■ **Set problem**
Using the records below, copy out exactly the line that contains "If you could locate the white-roofed" and every line that follows it, up to and including the last, and no others.

■ **Material**
__________

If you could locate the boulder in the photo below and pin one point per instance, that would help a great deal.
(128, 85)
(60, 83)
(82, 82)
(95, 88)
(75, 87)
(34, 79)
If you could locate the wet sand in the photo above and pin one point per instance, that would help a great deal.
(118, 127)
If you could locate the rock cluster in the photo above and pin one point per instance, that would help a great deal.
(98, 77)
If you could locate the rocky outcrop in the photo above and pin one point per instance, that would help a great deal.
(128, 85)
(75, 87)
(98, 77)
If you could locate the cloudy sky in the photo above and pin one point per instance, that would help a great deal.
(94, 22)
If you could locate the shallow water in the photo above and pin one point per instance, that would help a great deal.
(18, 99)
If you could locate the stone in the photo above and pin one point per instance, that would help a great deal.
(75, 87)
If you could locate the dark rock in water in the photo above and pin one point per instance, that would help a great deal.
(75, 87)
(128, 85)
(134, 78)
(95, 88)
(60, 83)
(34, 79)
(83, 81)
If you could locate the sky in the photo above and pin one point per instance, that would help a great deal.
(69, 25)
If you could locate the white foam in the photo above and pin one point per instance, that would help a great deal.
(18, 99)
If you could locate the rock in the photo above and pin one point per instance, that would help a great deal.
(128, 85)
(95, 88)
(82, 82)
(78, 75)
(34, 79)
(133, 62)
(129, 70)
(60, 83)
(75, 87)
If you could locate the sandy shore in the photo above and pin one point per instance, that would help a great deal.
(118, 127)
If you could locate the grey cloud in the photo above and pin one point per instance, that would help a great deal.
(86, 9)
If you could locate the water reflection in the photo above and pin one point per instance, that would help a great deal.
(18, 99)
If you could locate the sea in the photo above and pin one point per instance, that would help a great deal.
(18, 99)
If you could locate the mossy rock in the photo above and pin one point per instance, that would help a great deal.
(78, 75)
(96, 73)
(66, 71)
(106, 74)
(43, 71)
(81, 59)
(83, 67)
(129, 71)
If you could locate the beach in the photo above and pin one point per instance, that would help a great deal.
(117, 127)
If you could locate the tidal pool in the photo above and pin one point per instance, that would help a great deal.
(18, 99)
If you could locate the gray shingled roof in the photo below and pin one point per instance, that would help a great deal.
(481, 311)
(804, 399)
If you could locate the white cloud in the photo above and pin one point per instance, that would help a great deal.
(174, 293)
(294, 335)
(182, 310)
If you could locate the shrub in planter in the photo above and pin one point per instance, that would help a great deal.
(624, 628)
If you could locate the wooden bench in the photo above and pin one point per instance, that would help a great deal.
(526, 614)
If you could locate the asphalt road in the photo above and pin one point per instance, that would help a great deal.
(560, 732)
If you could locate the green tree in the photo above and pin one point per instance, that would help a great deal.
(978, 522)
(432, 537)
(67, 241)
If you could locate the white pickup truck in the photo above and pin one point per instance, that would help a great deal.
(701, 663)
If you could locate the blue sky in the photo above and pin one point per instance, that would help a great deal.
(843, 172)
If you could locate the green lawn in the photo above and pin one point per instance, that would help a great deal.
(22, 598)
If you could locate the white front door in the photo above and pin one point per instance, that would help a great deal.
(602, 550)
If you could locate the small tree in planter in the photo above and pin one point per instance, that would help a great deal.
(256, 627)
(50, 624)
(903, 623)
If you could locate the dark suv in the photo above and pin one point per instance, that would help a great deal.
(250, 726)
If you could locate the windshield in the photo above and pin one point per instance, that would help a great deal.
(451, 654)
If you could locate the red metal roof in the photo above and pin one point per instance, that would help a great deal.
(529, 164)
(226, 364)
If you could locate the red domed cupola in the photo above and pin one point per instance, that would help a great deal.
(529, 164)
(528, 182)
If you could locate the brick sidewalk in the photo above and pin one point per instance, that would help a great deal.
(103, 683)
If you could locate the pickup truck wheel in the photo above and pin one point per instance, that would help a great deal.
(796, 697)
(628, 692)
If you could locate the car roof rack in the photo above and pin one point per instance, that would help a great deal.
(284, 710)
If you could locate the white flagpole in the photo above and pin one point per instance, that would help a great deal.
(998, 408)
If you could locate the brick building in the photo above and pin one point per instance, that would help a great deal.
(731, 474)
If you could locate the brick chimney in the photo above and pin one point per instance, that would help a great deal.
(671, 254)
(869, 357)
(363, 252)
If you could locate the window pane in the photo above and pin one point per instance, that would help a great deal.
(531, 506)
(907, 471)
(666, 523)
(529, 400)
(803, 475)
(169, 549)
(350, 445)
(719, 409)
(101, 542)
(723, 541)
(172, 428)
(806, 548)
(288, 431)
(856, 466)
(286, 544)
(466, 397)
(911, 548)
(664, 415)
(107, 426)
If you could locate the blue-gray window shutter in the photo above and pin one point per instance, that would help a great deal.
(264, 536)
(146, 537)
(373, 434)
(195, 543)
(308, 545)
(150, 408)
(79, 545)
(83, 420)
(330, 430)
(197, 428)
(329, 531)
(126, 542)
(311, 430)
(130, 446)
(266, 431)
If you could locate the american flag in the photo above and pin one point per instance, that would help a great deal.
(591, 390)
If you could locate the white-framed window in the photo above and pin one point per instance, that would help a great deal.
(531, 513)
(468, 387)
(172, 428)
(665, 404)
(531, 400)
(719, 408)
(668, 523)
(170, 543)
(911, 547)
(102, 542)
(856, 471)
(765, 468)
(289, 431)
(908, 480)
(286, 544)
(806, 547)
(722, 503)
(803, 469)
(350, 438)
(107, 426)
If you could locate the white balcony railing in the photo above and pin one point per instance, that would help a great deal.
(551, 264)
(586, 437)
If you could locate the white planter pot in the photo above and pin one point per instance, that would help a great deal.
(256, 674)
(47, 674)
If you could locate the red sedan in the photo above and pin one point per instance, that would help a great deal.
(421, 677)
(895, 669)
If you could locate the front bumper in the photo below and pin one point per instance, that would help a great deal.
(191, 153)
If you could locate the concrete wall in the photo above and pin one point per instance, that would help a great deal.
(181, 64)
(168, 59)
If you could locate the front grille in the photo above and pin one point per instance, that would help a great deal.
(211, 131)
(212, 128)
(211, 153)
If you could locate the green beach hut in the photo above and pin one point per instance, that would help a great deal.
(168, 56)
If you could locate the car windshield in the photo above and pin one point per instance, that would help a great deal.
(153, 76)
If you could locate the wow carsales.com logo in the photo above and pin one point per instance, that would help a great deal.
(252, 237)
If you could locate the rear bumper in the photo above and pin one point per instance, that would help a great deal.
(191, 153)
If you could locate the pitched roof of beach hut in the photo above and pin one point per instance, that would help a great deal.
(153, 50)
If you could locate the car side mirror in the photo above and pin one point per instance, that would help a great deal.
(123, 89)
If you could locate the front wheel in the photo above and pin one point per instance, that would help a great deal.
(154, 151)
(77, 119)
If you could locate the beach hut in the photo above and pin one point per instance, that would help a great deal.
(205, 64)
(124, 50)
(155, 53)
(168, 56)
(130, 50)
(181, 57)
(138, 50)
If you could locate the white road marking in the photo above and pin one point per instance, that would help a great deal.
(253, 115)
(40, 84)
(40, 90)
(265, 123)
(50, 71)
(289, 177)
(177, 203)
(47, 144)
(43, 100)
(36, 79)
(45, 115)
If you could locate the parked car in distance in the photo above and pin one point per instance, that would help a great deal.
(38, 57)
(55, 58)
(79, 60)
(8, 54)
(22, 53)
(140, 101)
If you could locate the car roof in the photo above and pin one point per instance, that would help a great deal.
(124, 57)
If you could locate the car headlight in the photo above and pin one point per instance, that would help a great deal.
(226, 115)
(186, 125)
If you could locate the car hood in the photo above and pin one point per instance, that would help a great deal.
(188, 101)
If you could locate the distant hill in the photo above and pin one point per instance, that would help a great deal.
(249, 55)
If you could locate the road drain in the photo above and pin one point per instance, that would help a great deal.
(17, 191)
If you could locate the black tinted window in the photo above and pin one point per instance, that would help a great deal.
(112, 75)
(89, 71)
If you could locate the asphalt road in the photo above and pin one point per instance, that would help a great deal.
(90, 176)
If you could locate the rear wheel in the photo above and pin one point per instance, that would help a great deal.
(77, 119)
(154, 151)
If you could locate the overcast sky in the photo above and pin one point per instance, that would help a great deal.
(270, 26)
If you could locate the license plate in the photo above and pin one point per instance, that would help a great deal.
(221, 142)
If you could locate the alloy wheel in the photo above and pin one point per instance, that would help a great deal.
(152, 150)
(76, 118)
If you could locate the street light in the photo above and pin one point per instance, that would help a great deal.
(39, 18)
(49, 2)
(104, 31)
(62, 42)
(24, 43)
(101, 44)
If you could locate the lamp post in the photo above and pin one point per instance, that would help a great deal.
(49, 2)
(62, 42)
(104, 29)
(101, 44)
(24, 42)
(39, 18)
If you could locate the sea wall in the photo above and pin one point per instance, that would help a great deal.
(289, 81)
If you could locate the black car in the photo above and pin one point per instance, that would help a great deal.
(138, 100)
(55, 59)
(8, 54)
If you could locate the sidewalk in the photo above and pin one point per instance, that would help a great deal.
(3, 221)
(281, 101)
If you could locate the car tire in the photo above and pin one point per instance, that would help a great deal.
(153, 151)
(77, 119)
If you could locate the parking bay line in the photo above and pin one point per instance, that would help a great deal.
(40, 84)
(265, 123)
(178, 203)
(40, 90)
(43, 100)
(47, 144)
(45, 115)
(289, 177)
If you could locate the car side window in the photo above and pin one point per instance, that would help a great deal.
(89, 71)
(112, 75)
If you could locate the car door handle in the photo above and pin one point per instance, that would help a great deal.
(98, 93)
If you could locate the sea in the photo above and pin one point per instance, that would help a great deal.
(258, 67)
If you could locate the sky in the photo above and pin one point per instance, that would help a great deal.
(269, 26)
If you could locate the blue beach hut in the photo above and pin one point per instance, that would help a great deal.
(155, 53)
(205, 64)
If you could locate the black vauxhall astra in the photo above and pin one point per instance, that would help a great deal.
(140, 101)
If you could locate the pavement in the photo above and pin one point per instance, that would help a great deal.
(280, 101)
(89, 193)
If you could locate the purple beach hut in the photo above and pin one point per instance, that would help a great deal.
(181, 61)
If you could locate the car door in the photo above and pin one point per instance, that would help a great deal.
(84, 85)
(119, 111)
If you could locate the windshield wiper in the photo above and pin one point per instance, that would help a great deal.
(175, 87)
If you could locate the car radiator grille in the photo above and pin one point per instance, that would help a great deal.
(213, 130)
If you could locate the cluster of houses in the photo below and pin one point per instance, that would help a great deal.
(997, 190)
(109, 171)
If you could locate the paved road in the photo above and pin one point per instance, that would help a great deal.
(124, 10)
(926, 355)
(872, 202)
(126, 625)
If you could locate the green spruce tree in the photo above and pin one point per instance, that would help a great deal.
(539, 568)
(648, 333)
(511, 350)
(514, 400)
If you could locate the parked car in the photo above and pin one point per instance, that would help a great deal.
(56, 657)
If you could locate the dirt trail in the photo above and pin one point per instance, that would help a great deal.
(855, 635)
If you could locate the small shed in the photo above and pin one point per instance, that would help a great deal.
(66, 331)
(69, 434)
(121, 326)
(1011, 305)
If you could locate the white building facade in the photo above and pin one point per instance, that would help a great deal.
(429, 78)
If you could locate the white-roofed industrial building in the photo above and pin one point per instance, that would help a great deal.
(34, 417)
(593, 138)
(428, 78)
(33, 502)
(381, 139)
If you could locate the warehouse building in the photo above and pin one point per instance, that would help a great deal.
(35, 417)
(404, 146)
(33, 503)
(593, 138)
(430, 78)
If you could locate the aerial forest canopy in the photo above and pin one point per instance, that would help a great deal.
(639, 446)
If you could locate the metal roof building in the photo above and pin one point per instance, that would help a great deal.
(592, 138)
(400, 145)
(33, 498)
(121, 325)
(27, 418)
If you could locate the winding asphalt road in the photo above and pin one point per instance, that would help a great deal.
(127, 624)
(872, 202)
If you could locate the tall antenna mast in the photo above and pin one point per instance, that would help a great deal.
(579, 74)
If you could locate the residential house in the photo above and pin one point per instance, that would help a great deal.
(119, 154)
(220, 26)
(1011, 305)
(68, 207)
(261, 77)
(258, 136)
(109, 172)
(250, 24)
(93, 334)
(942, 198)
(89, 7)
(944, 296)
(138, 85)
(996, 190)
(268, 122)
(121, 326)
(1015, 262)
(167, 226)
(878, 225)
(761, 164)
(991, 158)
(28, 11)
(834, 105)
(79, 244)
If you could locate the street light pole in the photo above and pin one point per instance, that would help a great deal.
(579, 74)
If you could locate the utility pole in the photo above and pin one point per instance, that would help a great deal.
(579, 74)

__________

■ **The completed task**
If you could locate the white-roofed industrial building in the photo above and pin one point per instance, that would help a great deal.
(34, 417)
(593, 138)
(428, 78)
(33, 502)
(381, 139)
If you could locate the warehouse building in the photo above and pin one point per instance, that would help a great deal.
(35, 417)
(404, 146)
(33, 503)
(593, 138)
(430, 78)
If you could locate the aerial forest canopy in the photo above and pin one point per instance, that would help a great deal.
(639, 446)
If you could locate the metal roof building in the photo above and pin one point per instance, that would help a great deal.
(592, 138)
(400, 145)
(33, 498)
(121, 325)
(27, 418)
If you could locate the winding asphalt road in the photo above and pin one point per instance, that would help a great deal.
(127, 624)
(872, 202)
If you could locate the tall antenna mast in the photo above and pin one point per instance, that would help a great deal.
(579, 74)
If you could locate the residential house in the photo above and pin one point per instance, that would help a great deal.
(119, 154)
(220, 26)
(1011, 305)
(68, 207)
(261, 77)
(258, 136)
(109, 172)
(250, 24)
(93, 334)
(942, 198)
(89, 7)
(944, 296)
(138, 85)
(996, 190)
(268, 122)
(121, 326)
(1015, 262)
(167, 226)
(878, 225)
(761, 164)
(991, 158)
(28, 11)
(834, 105)
(79, 244)
If you could locate the street light pole in the photo above and pin one point per instance, that would help a great deal.
(579, 74)
If you could locate the utility pole in the photo above and pin one point per instance, that would help a great deal.
(579, 74)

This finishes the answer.